> **Supplied entries**
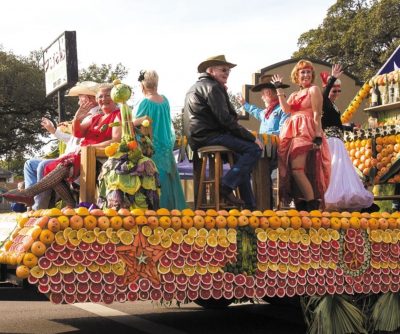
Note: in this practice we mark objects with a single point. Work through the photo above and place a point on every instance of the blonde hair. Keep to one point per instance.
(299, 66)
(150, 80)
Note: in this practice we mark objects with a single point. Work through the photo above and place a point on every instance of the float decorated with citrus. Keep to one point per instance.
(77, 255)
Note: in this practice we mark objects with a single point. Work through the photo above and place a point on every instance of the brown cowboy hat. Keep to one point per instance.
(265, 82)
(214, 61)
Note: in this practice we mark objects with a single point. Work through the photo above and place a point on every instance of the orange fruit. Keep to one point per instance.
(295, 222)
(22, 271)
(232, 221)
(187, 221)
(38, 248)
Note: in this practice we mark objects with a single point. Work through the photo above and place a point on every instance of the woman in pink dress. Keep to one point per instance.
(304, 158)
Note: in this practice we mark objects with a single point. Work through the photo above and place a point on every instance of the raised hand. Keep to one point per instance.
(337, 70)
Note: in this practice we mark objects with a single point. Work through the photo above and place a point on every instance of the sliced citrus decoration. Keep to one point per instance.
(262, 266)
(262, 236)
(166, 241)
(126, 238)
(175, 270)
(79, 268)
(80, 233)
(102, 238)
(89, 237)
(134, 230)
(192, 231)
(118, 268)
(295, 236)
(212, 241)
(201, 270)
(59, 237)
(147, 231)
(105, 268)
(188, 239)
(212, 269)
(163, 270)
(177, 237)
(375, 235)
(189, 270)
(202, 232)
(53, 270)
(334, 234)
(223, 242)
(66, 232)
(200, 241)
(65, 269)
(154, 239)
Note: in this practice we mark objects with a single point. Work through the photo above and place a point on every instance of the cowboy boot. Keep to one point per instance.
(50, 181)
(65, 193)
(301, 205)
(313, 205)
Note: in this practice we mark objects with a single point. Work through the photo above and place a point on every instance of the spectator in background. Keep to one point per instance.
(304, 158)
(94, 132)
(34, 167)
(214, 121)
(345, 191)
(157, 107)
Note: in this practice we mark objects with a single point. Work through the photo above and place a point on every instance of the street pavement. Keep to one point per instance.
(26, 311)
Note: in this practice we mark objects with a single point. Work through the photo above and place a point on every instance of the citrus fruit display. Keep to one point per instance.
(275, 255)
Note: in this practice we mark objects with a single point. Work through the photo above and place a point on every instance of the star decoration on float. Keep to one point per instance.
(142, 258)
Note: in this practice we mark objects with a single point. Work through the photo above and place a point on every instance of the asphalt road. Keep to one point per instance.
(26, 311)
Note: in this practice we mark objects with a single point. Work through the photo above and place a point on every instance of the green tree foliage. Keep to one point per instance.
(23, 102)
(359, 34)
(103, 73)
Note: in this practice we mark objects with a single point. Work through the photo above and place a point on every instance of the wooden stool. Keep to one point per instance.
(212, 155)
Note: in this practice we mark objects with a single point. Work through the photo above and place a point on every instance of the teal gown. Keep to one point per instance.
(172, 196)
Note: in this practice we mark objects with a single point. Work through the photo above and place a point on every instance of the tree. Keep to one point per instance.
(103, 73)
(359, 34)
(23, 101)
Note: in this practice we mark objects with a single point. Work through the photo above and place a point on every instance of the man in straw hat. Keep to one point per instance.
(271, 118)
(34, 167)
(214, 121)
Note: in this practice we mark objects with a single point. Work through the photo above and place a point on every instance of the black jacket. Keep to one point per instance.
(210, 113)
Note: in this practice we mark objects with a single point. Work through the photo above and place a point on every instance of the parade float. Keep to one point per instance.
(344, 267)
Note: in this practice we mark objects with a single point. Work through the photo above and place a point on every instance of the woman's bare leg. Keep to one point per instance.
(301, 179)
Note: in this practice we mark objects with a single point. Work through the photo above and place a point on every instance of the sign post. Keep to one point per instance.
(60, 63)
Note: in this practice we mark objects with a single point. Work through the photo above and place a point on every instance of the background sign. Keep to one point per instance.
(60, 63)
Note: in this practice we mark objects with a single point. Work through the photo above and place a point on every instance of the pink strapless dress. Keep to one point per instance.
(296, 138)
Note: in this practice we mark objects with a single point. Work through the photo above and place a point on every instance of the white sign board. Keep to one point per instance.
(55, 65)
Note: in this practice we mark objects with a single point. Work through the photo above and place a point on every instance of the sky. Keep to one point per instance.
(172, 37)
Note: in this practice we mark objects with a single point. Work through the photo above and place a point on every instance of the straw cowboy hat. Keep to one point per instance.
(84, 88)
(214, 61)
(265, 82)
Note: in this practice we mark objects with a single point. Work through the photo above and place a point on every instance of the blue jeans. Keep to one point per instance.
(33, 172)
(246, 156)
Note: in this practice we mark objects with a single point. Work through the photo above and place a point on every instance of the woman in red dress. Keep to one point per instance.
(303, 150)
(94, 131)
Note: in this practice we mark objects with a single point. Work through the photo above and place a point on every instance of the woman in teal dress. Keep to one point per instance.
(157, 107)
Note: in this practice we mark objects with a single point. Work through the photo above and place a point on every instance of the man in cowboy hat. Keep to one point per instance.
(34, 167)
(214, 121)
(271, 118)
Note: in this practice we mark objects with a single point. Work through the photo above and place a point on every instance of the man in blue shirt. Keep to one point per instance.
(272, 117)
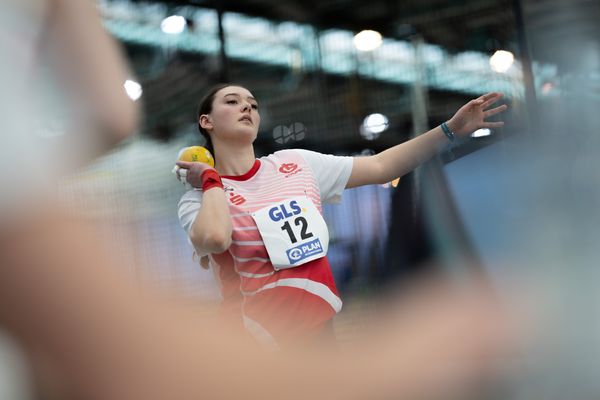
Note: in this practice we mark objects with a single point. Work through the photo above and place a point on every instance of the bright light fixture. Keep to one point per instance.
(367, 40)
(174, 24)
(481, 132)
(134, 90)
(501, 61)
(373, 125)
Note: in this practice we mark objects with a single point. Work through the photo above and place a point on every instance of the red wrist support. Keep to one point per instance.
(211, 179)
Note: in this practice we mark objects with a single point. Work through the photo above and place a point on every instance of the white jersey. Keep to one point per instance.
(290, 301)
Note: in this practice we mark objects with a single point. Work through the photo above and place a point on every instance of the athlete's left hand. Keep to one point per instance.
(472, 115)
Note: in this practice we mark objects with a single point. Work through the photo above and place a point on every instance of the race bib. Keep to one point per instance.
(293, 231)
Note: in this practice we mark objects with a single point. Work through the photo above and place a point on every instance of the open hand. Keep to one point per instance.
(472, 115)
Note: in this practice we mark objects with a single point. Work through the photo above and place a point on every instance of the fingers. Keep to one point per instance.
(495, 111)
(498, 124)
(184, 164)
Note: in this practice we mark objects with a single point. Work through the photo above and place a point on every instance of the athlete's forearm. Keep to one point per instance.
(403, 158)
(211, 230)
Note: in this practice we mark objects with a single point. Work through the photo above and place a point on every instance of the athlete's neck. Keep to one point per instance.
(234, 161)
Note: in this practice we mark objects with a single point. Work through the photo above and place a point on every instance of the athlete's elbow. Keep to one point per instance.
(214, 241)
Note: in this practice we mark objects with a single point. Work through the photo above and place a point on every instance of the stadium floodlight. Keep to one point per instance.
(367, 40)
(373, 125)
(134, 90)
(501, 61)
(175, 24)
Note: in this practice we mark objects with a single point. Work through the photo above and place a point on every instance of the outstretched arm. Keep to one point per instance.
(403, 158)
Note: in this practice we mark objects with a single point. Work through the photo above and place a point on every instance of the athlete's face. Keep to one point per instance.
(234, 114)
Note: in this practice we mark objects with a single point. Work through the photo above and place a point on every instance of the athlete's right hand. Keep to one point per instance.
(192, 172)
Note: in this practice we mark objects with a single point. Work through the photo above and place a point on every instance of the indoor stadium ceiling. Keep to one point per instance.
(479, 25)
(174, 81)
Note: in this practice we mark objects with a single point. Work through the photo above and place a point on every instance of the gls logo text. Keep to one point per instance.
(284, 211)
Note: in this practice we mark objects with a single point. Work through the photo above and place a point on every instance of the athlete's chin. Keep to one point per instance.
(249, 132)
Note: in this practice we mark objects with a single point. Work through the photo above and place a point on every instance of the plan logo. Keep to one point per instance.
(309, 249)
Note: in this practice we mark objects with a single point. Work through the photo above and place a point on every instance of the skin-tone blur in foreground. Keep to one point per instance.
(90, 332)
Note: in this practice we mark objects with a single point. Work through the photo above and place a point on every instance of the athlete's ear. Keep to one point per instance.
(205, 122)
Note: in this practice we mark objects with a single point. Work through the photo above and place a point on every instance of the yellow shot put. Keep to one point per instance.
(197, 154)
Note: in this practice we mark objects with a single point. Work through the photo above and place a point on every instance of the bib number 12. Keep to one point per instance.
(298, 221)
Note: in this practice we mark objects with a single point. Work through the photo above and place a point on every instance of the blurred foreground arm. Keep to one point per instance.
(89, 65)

* * *

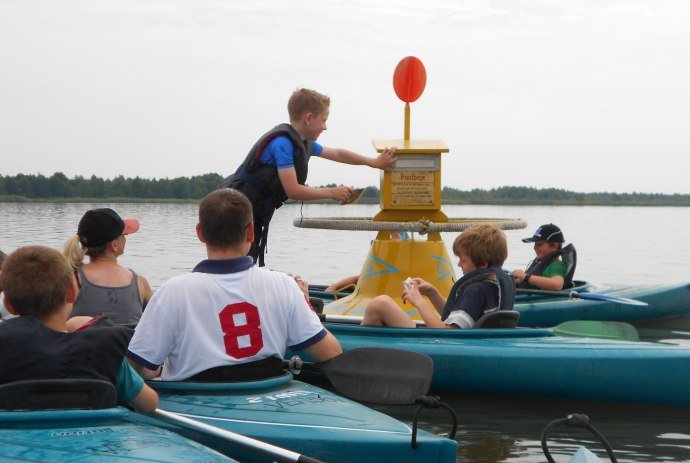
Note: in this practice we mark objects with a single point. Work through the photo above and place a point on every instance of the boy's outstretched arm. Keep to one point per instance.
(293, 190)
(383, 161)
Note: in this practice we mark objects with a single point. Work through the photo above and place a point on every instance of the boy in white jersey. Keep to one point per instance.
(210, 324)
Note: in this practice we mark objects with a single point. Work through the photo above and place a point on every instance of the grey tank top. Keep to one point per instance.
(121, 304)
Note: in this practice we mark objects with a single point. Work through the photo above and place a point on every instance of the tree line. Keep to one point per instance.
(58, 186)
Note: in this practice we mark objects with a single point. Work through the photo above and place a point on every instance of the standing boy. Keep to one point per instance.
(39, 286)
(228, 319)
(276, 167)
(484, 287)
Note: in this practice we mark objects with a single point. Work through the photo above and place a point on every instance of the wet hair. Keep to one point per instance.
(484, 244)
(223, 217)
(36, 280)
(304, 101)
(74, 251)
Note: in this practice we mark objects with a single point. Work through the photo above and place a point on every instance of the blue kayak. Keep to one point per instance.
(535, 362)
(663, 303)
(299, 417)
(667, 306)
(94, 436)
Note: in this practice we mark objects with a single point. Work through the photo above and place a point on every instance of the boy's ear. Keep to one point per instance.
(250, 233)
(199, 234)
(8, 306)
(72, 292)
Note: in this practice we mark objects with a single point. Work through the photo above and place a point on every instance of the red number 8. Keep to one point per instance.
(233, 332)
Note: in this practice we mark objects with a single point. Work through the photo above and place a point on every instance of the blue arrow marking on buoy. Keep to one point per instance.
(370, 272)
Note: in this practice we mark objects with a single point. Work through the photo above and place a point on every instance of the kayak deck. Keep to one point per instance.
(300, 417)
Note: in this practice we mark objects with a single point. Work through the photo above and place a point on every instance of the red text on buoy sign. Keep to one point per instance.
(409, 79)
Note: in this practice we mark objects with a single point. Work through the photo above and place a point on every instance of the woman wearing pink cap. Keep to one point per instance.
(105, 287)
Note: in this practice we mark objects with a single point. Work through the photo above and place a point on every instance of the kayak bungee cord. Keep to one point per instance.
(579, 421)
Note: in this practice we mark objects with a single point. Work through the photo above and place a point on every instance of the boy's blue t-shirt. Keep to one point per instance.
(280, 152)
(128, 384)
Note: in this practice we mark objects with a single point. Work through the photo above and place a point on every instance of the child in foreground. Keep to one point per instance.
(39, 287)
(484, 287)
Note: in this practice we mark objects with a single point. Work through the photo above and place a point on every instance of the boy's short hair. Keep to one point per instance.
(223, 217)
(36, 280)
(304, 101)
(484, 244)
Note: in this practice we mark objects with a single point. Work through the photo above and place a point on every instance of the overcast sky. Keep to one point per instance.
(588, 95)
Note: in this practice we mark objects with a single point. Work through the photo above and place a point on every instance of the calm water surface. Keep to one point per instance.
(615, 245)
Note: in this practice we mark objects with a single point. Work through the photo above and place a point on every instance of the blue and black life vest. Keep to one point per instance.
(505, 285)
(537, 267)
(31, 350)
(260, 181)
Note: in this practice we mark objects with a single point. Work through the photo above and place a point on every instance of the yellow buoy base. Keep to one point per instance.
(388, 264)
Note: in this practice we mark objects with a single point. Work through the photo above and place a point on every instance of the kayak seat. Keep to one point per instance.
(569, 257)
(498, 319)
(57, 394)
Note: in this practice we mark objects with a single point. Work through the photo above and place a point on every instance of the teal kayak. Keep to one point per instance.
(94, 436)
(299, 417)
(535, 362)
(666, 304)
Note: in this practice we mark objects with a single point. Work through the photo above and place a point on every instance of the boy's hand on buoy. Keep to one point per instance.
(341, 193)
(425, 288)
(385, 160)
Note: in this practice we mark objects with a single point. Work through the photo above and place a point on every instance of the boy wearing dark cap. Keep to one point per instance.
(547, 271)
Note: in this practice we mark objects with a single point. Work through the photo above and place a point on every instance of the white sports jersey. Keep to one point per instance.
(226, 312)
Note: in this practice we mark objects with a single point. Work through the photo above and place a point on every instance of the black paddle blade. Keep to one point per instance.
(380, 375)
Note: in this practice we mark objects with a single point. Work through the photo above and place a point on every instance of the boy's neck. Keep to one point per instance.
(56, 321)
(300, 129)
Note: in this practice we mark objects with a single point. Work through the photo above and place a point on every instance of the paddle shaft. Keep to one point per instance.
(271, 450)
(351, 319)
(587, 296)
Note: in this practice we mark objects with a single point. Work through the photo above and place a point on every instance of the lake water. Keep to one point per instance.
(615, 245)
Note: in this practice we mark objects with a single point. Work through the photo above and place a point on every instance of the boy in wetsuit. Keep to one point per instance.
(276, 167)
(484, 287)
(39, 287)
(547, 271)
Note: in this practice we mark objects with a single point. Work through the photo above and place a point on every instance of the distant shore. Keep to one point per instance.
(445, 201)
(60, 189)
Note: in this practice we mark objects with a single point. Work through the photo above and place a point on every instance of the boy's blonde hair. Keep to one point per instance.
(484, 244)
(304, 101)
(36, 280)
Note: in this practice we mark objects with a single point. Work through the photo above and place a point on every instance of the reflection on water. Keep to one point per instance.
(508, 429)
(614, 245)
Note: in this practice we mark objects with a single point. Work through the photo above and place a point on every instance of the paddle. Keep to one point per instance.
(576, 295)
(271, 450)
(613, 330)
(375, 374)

> **Problem details**
Count the rows of the material above that contain the word "line". Reply with the number alone.

> **Complete answer**
1